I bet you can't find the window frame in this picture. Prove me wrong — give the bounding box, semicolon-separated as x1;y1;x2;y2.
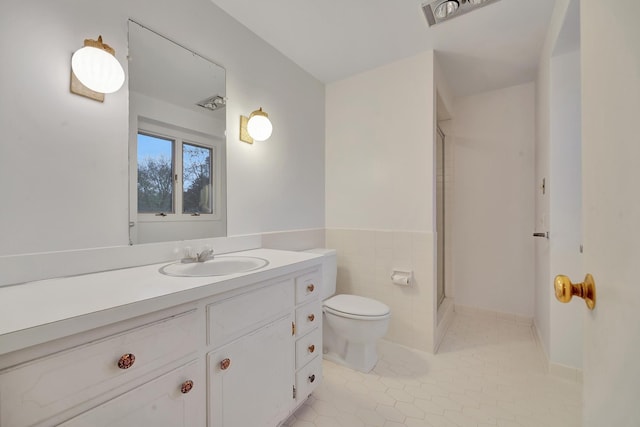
130;120;222;223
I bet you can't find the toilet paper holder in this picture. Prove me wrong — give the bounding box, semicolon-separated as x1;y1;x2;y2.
391;268;413;286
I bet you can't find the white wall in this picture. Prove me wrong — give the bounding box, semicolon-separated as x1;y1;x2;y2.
326;52;435;232
326;52;436;351
547;51;585;368
0;0;325;256
450;83;535;317
534;0;584;379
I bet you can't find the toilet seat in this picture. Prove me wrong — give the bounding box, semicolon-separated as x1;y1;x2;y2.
323;294;391;320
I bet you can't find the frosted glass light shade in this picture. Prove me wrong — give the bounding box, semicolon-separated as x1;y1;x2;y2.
71;46;124;93
434;0;460;19
247;108;273;141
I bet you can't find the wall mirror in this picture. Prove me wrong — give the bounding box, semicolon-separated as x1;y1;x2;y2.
129;20;227;244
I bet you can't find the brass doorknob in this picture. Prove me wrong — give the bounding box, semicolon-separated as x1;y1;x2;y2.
220;358;231;371
180;380;193;394
553;274;596;310
118;353;136;369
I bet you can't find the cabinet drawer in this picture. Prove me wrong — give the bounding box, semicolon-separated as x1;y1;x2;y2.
296;357;322;404
296;301;322;337
207;279;293;347
0;310;198;427
296;270;322;304
296;328;322;369
60;361;207;427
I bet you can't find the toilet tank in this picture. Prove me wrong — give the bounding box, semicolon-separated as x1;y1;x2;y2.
305;248;338;300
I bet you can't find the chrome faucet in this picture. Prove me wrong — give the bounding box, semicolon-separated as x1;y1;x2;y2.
180;248;213;264
196;248;213;262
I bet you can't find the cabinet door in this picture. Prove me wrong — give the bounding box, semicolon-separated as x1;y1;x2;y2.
60;361;206;427
208;314;294;427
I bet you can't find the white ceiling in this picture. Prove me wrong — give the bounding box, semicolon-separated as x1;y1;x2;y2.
211;0;555;96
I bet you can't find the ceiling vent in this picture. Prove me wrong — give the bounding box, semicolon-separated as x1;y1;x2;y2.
197;95;227;111
422;0;499;27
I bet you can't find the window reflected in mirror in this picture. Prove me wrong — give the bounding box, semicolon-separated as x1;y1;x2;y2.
128;20;227;244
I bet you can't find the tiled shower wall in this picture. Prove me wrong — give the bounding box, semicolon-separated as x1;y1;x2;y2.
326;229;435;352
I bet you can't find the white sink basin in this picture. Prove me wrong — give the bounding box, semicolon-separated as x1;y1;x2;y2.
160;255;269;277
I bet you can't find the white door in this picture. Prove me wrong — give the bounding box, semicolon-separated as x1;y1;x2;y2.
584;0;640;427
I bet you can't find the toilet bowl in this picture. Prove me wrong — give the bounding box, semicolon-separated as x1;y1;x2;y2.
308;249;391;372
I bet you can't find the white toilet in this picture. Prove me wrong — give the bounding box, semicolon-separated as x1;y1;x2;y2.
308;249;391;372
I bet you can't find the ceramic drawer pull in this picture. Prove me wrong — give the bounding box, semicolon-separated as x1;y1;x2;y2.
220;359;231;371
118;353;136;369
180;380;193;394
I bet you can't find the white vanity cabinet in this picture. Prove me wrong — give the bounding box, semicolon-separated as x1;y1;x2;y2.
0;309;206;427
207;268;322;427
60;360;205;427
0;250;322;427
295;270;322;407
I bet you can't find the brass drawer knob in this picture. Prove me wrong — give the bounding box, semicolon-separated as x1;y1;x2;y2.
118;353;136;369
220;359;231;371
180;380;193;394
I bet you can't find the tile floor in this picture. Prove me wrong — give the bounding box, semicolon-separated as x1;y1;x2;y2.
284;313;582;427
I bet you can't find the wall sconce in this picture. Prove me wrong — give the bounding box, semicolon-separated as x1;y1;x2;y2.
240;107;273;144
71;36;124;102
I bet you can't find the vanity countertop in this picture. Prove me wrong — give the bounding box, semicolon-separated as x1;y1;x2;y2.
0;249;320;355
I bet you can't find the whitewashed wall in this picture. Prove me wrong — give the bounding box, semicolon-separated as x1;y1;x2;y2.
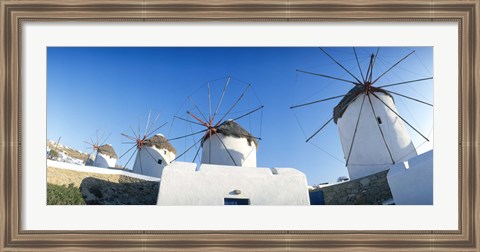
337;92;417;180
387;150;433;205
133;146;175;178
201;134;257;167
157;162;310;206
93;152;117;168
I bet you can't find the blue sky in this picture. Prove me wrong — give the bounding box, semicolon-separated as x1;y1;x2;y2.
47;47;433;185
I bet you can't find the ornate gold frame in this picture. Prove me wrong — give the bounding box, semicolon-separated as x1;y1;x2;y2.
0;0;480;251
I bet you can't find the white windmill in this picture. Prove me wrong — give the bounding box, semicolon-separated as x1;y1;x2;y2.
85;130;118;168
170;77;263;167
120;112;176;178
291;48;433;179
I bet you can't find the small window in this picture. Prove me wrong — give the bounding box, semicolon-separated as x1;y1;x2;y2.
223;198;250;205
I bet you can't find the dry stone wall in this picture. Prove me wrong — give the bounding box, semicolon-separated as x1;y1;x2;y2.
317;170;393;205
47;167;159;205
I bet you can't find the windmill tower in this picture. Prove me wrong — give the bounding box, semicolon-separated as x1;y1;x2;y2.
201;119;258;167
171;77;263;167
291;48;433;179
120;112;172;178
133;134;177;178
93;144;118;168
84;130;118;168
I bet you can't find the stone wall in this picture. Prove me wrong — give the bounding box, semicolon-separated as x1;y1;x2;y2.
47;167;159;205
316;170;392;205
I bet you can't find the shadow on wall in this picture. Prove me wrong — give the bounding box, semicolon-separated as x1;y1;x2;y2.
80;177;159;205
207;147;254;166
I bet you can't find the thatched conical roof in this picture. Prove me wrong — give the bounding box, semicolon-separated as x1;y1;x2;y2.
98;144;118;159
333;85;393;123
202;120;258;148
143;134;177;155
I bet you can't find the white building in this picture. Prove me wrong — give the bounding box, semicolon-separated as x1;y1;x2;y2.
157;120;310;206
201;120;258;167
133;134;176;178
93;144;118;168
334;86;417;180
157;162;310;206
387;150;433;205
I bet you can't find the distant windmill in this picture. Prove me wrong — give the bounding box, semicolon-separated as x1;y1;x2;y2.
84;130;118;168
170;77;264;167
120;112;176;177
291;48;433;179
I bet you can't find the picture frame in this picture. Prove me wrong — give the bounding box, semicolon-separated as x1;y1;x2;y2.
0;0;480;251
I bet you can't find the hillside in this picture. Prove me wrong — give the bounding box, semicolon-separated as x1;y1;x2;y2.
47;140;88;161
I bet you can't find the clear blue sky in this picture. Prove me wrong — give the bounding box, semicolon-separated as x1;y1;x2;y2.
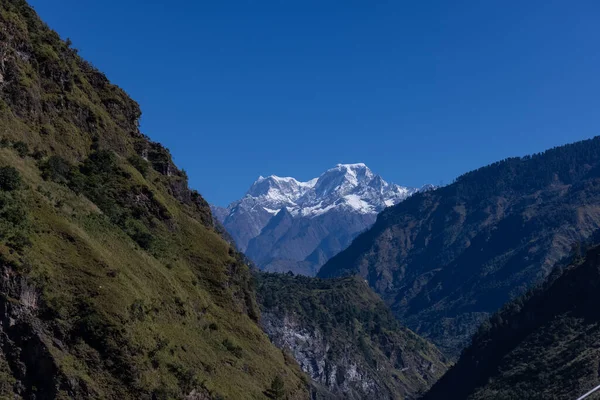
30;0;600;205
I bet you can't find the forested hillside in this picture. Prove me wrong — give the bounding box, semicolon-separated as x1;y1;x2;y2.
423;241;600;400
319;137;600;356
0;0;309;399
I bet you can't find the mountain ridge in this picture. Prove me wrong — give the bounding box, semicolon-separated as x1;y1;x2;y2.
422;241;600;400
318;137;600;357
212;163;430;275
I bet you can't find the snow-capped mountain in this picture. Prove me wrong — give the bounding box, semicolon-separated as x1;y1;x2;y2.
213;163;429;275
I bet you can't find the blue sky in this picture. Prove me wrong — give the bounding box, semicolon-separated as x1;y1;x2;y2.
30;0;600;205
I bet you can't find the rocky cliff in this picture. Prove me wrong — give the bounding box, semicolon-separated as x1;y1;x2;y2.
258;274;447;399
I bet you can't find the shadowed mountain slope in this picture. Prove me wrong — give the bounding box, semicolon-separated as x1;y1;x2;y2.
318;137;600;356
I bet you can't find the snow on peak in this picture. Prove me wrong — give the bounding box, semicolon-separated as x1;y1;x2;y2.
230;163;425;217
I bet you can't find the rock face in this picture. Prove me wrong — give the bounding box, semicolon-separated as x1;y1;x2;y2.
257;273;447;400
319;137;600;357
423;241;600;400
213;164;429;275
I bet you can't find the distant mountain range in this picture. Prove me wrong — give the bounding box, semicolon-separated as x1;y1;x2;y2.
212;163;431;275
319;137;600;357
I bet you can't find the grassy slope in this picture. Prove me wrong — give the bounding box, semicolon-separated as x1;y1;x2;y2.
0;0;307;399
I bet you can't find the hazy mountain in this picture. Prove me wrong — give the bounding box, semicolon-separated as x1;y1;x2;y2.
213;164;429;275
319;138;600;356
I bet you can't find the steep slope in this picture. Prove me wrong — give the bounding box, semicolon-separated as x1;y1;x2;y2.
257;273;446;399
319;138;600;356
423;242;600;400
0;0;308;399
213;164;416;275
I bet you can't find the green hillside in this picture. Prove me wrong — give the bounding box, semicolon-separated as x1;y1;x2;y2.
0;0;308;399
318;137;600;358
423;241;600;400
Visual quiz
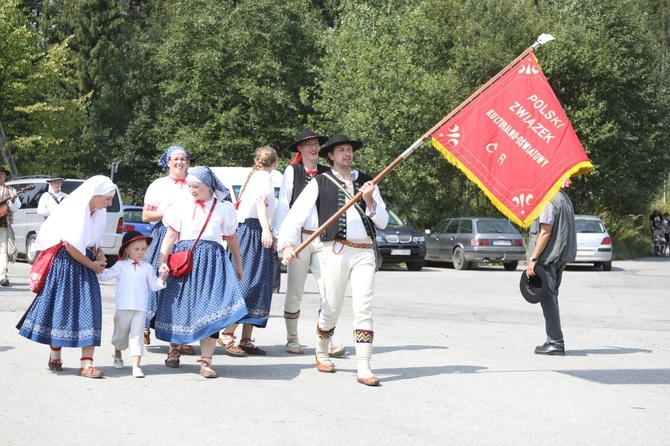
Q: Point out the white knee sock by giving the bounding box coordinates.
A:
[284,317,298,342]
[316,336,332,364]
[356,342,374,378]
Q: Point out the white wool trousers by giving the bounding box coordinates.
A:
[319,238,375,331]
[284,234,323,313]
[112,310,147,356]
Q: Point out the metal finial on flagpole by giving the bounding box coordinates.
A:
[533,34,556,49]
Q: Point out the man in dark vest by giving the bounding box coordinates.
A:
[272,130,345,356]
[278,134,389,386]
[526,178,577,356]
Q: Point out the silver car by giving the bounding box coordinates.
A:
[426,217,526,271]
[575,215,612,271]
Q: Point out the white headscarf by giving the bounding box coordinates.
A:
[34,175,116,255]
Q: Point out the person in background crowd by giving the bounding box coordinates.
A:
[0,166,21,286]
[142,146,195,355]
[526,178,577,356]
[155,166,247,378]
[98,231,168,378]
[19,175,116,378]
[273,130,345,356]
[649,209,663,234]
[278,134,389,386]
[37,175,67,219]
[218,146,277,356]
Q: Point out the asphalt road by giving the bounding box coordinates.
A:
[0,258,670,445]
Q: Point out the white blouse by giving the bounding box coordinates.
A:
[143,177,191,211]
[237,170,277,223]
[163,195,237,243]
[98,259,165,311]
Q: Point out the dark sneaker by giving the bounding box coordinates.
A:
[535,342,565,356]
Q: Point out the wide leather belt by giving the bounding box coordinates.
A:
[333,239,374,249]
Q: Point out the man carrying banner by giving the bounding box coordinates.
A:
[526,178,577,356]
[278,134,388,386]
[273,130,345,356]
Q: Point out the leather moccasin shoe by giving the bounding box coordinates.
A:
[535,342,565,356]
[356,375,379,387]
[316,359,335,373]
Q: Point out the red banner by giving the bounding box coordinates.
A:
[432,54,593,227]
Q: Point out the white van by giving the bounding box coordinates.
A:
[210,167,284,203]
[6,175,124,265]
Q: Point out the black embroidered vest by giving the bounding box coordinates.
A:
[316,170,376,241]
[289,163,330,207]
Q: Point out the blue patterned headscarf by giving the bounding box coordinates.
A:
[186,166,231,201]
[158,146,191,173]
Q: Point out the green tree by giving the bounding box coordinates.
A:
[0,0,83,174]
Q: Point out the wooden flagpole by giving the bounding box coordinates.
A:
[282,34,555,258]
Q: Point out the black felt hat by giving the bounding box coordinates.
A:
[319,133,363,158]
[287,130,328,152]
[119,231,154,259]
[47,174,65,183]
[519,265,549,304]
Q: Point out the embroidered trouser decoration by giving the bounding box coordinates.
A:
[316,325,335,364]
[354,330,375,344]
[354,330,375,378]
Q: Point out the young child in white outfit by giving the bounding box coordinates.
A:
[98,231,168,378]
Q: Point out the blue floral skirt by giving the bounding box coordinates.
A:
[19,248,102,347]
[233,218,276,328]
[155,240,247,344]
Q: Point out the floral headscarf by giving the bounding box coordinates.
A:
[158,146,191,173]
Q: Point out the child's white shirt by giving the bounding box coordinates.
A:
[98,259,165,311]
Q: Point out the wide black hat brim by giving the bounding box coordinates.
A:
[519,265,549,304]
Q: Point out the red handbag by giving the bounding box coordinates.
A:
[28,243,63,293]
[167,198,216,277]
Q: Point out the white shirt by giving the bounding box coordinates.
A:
[163,195,237,243]
[143,177,191,211]
[237,170,277,223]
[0,185,21,212]
[98,259,165,311]
[37,186,67,218]
[277,170,389,250]
[272,166,319,235]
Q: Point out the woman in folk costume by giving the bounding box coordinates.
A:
[155,166,247,378]
[219,146,277,356]
[19,175,116,378]
[142,146,195,355]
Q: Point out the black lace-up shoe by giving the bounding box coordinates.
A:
[535,342,565,356]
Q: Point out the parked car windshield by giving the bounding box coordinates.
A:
[477,220,517,234]
[386,209,405,226]
[575,220,605,234]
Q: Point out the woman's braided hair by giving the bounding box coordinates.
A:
[237,146,277,201]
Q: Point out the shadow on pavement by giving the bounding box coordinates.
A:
[555,369,670,385]
[565,347,652,356]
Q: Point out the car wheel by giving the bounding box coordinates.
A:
[503,260,519,271]
[26,234,40,265]
[406,260,423,271]
[452,248,468,271]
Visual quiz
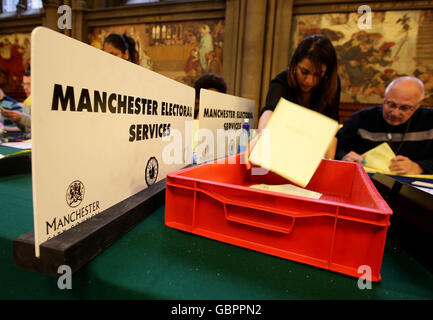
---
Reproduce the records from their beginning through the line containing "129;20;227;244", with "wall mirror" changed to "bathroom mirror" and nothing else altered. Omit the pictures from your reply.

I bet you can't find the window frame in this picture. Prove me wrong — give the bounding box, semicolon-separated as x1;y1;x2;y2.
130;120;222;223
I bet you can't find the toilet paper holder in this picture. Prove me wrong — give the bounding box, semicolon-separated as x1;y1;x2;y2.
391;268;413;286
I bet you can't find the white wall in this picture. Prove me wrong — give the bounding box, semicolon-separated as x1;y1;x2;y2.
326;52;435;232
326;52;436;351
547;51;585;368
0;0;325;256
450;83;535;317
534;0;584;379
I bet you can't find the toilet seat in this picture. Prove me wrong — give the bounding box, semicolon-separated as x1;y1;x2;y2.
323;294;391;320
I bet you can't find the frosted glass light shade in this picture. Prove me wrong — give the bounding box, semicolon-separated as x1;y1;x2;y2.
71;46;124;93
434;0;460;19
247;108;273;141
I bet you can't find the bathroom mirror in this picture. Prove me wrong — give the bounding box, semicolon-separated as x1;y1;x2;y2.
129;20;227;244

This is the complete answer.